(Required work) Only lines with the string "green" are wanted. Pull them out of the data.

Dataset entries

>>

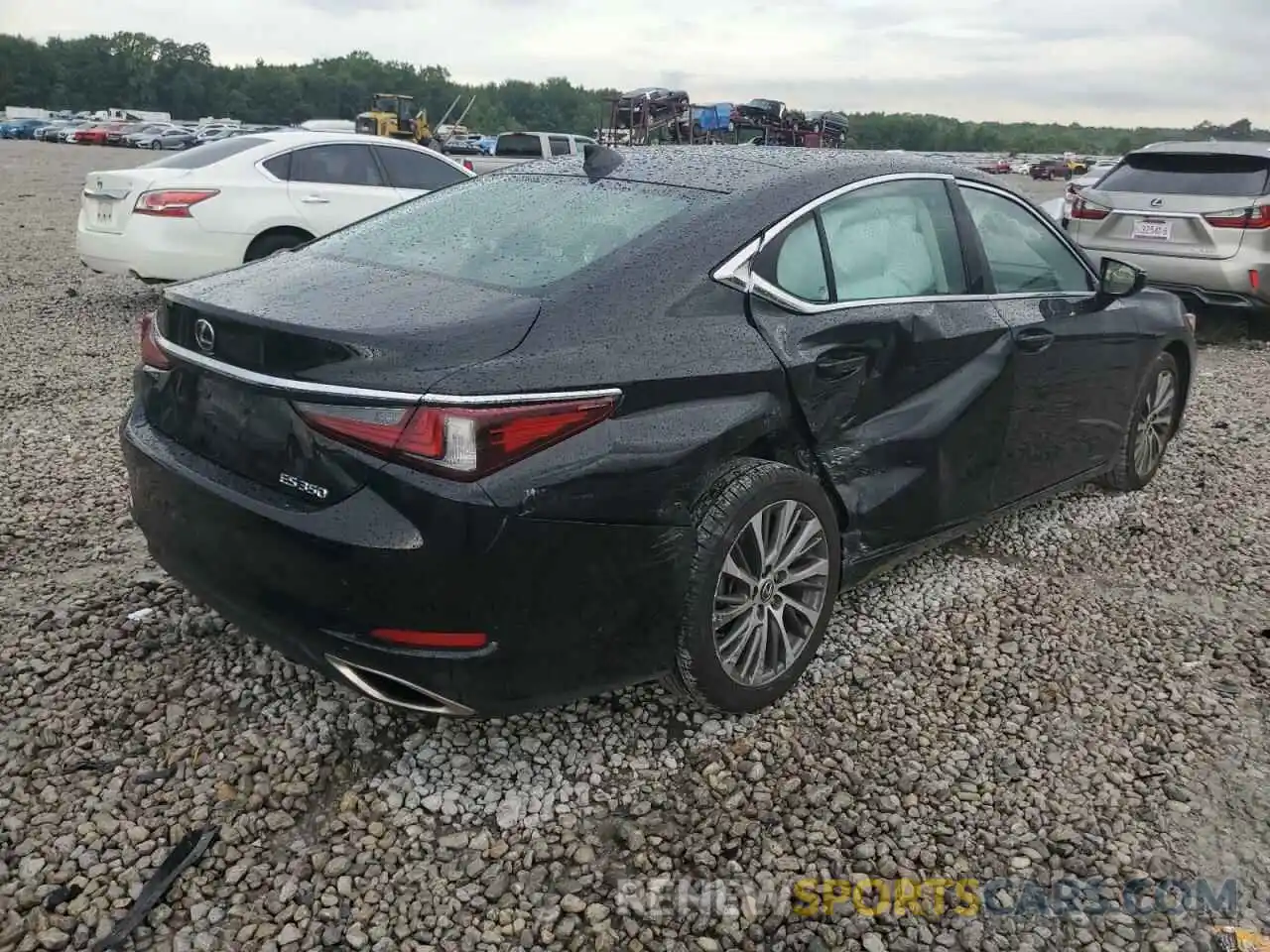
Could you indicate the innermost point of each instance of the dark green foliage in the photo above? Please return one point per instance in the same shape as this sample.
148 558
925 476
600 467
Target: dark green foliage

<<

(Task response)
Could you indicate the innermost point of each instance of the dark green foliage in the photo above? Please return one point per instance in the same shape as this sample.
Target: dark green foliage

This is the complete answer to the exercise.